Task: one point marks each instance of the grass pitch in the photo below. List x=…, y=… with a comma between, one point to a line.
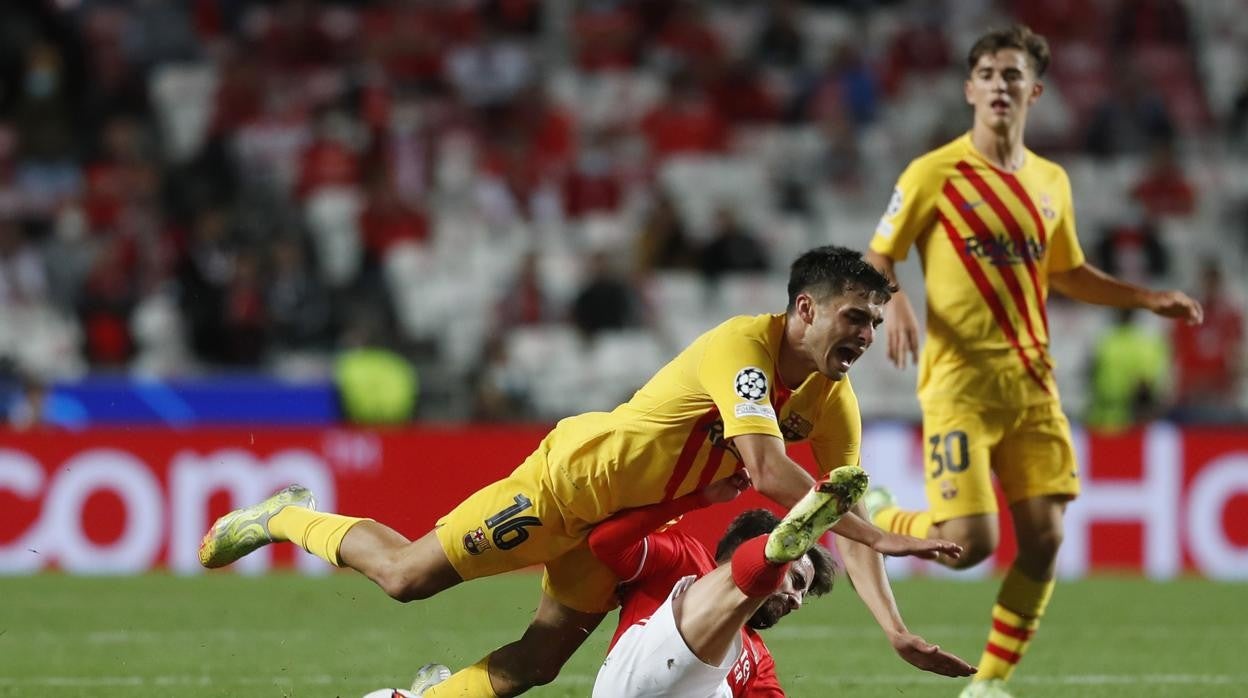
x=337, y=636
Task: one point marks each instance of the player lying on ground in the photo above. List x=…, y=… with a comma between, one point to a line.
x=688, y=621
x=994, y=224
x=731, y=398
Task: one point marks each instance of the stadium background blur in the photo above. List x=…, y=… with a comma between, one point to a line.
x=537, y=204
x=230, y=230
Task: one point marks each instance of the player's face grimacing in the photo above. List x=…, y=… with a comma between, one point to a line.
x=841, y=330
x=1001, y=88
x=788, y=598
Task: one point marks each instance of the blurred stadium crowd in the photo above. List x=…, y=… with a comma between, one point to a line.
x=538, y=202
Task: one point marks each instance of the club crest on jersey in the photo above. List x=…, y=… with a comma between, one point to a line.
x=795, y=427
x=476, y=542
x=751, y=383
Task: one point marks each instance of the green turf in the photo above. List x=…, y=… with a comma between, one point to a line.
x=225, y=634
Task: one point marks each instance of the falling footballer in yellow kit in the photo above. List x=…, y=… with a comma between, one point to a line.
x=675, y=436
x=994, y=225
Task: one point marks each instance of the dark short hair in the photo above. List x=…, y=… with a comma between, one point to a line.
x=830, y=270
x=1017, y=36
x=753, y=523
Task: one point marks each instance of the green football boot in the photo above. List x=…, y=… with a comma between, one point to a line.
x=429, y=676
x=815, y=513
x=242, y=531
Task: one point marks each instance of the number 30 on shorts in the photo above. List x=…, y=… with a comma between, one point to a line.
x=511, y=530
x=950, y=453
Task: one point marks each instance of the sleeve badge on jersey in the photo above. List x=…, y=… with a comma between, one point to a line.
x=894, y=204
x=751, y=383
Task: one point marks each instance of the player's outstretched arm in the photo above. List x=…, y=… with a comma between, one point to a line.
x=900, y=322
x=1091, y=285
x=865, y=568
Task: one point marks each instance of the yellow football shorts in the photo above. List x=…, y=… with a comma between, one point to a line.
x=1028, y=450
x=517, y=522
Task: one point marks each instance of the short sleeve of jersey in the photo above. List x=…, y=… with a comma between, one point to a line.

_____

**Work to be completed**
All records above must be copied exactly, though the pictures they hold are to be left out.

**Answer to the exercise**
Task: one point marks each instance of the grass pitch in the photo below. List x=…, y=… with a comma between, one point to a line.
x=337, y=636
Task: one point marks each instance of the player lying on ground in the photo above. List x=…, y=… with a comma between, one point to a line.
x=688, y=621
x=994, y=224
x=731, y=398
Task: one point marks each instance of the stadium background blur in the photo above. List x=…, y=… with a comma between, one point to a line.
x=537, y=204
x=230, y=230
Task: one point marks each instance of the player's face grimacing in the photo above. List x=…, y=… with a comma between, one point to a line.
x=841, y=330
x=1001, y=88
x=788, y=598
Task: one point marks each instance of the blurred stadium crowd in the photo above. List x=…, y=… with a comma between, one point to a line.
x=538, y=202
Task: one point marks each instance of the club crest on jersey in the photo above. List x=…, y=… with a comma between, one point to a line.
x=795, y=427
x=476, y=542
x=751, y=383
Task: one point marks each instance of the green turf in the photo above. List x=…, y=… with a comma between, one point to a line.
x=225, y=634
Task: one point marks each instance of the falling footballer in yellow kit in the photo above. List x=…, y=… with a comma between, one point to a line.
x=675, y=436
x=994, y=225
Task: one point marks each instance of the dark short hair in the photo above. List x=…, y=… with a comma between, one point to a line.
x=830, y=270
x=1017, y=36
x=753, y=523
Task: one point marks each instance of the green football boot in the photo above. List x=…, y=… with a comma between, one point to a line.
x=429, y=676
x=815, y=513
x=242, y=531
Task: one point marks each instance of the number 30 on shorts in the photo above. List x=…, y=… with a comma between, one point to a line.
x=511, y=530
x=950, y=453
Task: one point marks each instance of the sleeve badge on jersey in the photo above. List x=…, y=… with a comma between, one point to a line.
x=894, y=204
x=751, y=383
Task: one point marks each instance of the player's outstretched arm in the photo above. List x=…, y=… with a comma between, one point to a line.
x=900, y=322
x=1091, y=285
x=865, y=568
Task: one point marks each instance of the yellow football shorts in the photo above. List x=…, y=… with a comma between, one point to a line.
x=1028, y=450
x=517, y=522
Task: one point marks each instance of the short sleeve of jersey in the photo above. List x=…, y=… with a comma between, one point to a line.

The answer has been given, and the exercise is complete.